▶ **ZU ERLEDIGEN**
(A) Welche Formen der Vertretung sind laut der Seite nicht mehr zulässig?
(B) Schreiben Sie aus der Seite die Stelle ab, die mit „Betroffen sind Aktiengesellschaften“ beginnt und bis „Kandidaten separat stattzufinden.“ reicht.

▶ **SEITE**
——————
Betroffen sind Aktiengesellschaften mit Sitz in der Schweiz, die an einer Börse in der Schweiz oder im Ausland kotiert sind, sowie Schweizerische Pensionskassen. Nicht kotierte Schweizerische Aktiengesellschaften und ausländische Gesellschaften mit Kotierung in der Schweiz sind nicht betroffen.

3. Auswirkungen auf kotierte Gesellschaften
Anpassung der Statuten
Die Statuten müssen den neuen zwingenden Vorgaben der Initiative entsprechen. Das betrifft insbesondere folgende Bereiche:

  • Wahlen des Verwaltungsratspräsidenten, der andern Verwaltungsräte, der Mitglieder des Vergütungsausschusses und des unabhängigen Stimmrechtsvertreters haben künftig jährlich und für jeden Kandidaten separat stattzufinden.
  • Organ- und Depotvertretung sind nicht mehr zulässig.
  • Neu gehört zu den Kompetenzen der Generalversammlung die verbindliche Abstimmung über die Gesamtsumme der Vergütungen der Organmitglieder (Verwaltungsrat, Geschäftsleitung, Beirat).
  • Die Höhe der Kredite, Darlehen und Renten an die Organmitglieder, deren Erfolgs- und Beteiligungspläne und deren Anzahl Mandate ausserhalb des Konzerns sowie die Dauer der Arbeitsverträge der Geschäftsleitungsmitglieder sind künftig statutarisch zu regeln.

Verträge mit Organmitgliedern
Die Verträge mit den Organmitgliedern (seien es Mandats-, Arbeits-, Berater- oder sonstige Verträge) werden an die geänderten gesetzlichen und statutarischen Vorgaben anzupassen sein. Verboten sind Abgangs- oder andere Entschädigungen, Vergütungen im Voraus sowie Prämien für Firmenkäufe und -verkäufe. Auch dürfen Organmitglieder keine zusätzlichen Berater- oder Arbeitsverträge mit weiteren Konzerngesellschaften haben. Noch offen ist, was für Verträge gilt, die vor Inkrafttreten der Ausführungserlasse abgeschlossen wurden.
——————
▶ **ERFASSTE ANGABEN**
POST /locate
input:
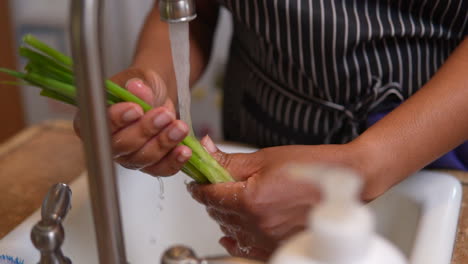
——————
▶ **ERGEBNISSE JE AUFGABE**
(A) Organ- und Depotvertretung

(B)
Betroffen sind Aktiengesellschaften mit Sitz in der Schweiz, die an einer Börse in der Schweiz oder im Ausland kotiert sind, sowie Schweizerische Pensionskassen. Nicht kotierte Schweizerische Aktiengesellschaften und ausländische Gesellschaften mit Kotierung in der Schweiz sind nicht betroffen.

3. Auswirkungen auf kotierte Gesellschaften
Anpassung der Statuten
Die Statuten müssen den neuen zwingenden Vorgaben der Initiative entsprechen. Das betrifft insbesondere folgende Bereiche:

  • Wahlen des Verwaltungsratspräsidenten, der andern Verwaltungsräte, der Mitglieder des Vergütungsausschusses und des unabhängigen Stimmrechtsvertreters haben künftig jährlich und für jeden Kandidaten separat stattzufinden.